Given passage |
╭──
When Emperor Charles V was elected Holy Roman Emperor in June 1519, his influential position became incredibly important for the strength of his family. Only three years before, he had inherited the vast lands of the Spanish Empire, which already spanned the far ends of the globe, and within Europe itself, he personally ruled over Spain, the Low Countries, Austria, and Naples. Charles’ aunt, Catherine of Aragon, had married into the Royal House of Tudor in England, one of the few rival monarchies to Charles’ Habsburg power. At first, she married the eldest prince, Arthur, but after his untimely death, King Henry VII arranged for Catherine to marry his new heir, the eventual Henry VIII, as his first wife.

Mary I We all know the legends of Henry VIII and his six wives, but I always found a sad spot in my heart for poor Catherine. Call me an Hispanophile, but she was in no easy position. After six pregnancies, only Princess Mary survived, and Henry would stop at nothing to have a male heir. By 1525, Catherine, already five years Henry’s senior, was over forty and seemed unlikely to become pregnant again. When Henry tried to pressure the Pope into granting an annulment, his envoy was prevented from gaining access because the Pope was Emperor Charles’ prisoner. Naturally, he was on his aunt’s side, but Henry was determined to prevail. Enter: the English Reformation.
╰──
From the passage on Charles V and Catherine of Aragon, quote the text word for word, starting at "When Emperor Charles" and ending at "his first wife.".

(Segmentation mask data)
╭──
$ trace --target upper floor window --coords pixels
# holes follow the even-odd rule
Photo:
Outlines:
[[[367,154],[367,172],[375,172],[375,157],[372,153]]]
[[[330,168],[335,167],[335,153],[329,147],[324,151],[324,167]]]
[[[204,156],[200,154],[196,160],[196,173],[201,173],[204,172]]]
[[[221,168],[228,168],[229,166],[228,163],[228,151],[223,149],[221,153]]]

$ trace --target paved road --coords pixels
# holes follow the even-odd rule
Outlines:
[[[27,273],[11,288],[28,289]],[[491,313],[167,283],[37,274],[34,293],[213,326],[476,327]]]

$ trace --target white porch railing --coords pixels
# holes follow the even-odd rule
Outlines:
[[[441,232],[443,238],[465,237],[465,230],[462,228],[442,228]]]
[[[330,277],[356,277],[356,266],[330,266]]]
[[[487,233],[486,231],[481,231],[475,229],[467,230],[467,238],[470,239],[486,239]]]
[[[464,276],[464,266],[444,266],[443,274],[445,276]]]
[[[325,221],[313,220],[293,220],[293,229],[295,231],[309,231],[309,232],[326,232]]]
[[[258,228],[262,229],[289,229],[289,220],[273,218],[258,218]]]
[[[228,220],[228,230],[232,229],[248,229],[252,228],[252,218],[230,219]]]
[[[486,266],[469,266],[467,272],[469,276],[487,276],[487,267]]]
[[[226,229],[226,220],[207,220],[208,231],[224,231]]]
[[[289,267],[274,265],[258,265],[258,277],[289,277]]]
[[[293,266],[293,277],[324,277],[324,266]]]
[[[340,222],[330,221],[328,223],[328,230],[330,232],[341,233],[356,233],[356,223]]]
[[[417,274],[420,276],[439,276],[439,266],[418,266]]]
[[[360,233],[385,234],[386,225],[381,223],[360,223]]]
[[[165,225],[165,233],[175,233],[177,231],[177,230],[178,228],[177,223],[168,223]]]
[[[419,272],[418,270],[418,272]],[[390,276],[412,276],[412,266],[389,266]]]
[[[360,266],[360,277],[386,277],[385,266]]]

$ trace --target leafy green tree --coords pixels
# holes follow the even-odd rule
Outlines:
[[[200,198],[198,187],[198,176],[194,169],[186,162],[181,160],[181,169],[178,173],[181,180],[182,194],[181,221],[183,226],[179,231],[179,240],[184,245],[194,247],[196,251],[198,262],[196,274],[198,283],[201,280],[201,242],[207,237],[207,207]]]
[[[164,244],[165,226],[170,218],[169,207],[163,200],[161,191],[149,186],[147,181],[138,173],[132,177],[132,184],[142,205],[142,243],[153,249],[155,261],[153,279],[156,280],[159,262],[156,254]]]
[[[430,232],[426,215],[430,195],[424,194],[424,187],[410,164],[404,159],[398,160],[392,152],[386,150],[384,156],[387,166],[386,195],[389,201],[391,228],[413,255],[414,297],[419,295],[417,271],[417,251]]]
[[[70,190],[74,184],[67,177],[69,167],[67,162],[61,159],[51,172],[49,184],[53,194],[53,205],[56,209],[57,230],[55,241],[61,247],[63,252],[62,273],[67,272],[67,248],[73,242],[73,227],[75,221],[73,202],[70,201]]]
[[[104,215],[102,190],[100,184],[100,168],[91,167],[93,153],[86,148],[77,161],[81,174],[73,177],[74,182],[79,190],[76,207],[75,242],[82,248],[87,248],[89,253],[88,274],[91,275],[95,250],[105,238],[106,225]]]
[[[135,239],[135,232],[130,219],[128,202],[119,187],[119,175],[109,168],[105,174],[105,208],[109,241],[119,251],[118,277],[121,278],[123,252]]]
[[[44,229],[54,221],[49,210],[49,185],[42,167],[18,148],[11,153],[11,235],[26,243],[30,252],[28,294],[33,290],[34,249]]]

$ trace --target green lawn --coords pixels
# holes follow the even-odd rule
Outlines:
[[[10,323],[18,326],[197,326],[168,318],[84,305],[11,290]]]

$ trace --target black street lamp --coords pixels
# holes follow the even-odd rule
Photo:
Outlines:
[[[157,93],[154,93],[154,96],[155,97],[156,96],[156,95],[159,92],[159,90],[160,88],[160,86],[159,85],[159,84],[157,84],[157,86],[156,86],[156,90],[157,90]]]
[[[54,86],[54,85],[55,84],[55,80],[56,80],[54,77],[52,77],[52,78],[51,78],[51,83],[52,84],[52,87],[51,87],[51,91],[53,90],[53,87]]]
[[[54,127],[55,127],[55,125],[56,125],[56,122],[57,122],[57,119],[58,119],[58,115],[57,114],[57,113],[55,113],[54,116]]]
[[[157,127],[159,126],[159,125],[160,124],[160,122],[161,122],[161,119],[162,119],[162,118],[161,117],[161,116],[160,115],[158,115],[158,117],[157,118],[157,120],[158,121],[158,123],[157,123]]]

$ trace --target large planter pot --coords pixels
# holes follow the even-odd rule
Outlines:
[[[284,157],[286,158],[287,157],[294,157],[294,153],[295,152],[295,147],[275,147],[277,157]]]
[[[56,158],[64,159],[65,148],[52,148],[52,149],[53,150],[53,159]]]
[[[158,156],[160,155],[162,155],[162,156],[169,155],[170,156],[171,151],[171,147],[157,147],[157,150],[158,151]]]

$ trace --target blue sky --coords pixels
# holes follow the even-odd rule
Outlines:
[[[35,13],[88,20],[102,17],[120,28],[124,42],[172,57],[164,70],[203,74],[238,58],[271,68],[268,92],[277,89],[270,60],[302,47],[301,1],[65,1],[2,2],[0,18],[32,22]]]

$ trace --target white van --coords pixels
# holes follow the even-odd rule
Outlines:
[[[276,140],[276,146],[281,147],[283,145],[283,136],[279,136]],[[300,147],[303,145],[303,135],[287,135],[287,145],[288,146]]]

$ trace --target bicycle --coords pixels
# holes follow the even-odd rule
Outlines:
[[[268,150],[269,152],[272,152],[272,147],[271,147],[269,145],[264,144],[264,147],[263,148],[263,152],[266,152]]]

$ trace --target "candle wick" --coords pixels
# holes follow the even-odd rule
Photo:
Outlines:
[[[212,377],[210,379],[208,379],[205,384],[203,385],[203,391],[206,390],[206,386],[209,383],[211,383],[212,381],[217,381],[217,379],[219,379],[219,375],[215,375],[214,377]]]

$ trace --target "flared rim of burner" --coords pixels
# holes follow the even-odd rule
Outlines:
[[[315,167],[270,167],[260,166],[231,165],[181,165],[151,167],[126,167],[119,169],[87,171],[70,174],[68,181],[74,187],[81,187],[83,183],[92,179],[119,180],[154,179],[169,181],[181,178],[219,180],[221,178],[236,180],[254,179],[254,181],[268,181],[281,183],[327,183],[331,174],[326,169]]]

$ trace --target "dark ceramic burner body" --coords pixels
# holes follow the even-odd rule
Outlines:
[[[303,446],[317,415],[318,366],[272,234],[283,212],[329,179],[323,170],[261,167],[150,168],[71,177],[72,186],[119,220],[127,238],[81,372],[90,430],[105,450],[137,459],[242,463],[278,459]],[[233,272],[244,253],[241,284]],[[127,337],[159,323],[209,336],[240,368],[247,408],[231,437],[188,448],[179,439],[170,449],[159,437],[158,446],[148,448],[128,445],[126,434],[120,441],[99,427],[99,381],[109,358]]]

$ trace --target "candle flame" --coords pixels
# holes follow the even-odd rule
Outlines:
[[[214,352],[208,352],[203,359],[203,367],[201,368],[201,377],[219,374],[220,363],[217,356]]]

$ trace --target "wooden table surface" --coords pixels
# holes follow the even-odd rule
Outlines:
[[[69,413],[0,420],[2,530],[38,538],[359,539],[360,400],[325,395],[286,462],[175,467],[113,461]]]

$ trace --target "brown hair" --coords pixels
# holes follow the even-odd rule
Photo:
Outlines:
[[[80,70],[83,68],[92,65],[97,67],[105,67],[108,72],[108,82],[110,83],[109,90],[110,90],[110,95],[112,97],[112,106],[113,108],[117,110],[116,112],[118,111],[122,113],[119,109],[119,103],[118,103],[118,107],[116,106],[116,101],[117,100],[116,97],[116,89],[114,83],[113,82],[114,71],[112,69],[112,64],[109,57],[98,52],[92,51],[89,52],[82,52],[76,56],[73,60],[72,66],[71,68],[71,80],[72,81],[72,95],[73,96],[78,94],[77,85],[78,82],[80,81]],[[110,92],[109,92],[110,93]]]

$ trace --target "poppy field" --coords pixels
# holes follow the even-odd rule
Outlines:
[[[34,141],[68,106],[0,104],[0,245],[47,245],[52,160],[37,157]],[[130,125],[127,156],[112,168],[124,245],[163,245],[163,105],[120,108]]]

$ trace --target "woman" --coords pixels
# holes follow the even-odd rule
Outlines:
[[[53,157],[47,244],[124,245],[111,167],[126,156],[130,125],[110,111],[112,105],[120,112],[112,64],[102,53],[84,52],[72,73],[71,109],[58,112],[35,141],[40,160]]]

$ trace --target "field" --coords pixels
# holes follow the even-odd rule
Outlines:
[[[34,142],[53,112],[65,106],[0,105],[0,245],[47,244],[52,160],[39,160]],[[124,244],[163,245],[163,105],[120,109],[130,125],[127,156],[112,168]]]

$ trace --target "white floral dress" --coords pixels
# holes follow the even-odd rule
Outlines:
╰──
Solution |
When Emperor Charles V was elected Holy Roman Emperor in June 1519, his influential position became incredibly important for the strength of his family. Only three years before, he had inherited the vast lands of the Spanish Empire, which already spanned the far ends of the globe, and within Europe itself, he personally ruled over Spain, the Low Countries, Austria, and Naples. Charles’ aunt, Catherine of Aragon, had married into the Royal House of Tudor in England, one of the few rival monarchies to Charles’ Habsburg power. At first, she married the eldest prince, Arthur, but after his untimely death, King Henry VII arranged for Catherine to marry his new heir, the eventual Henry VIII, as his first wife.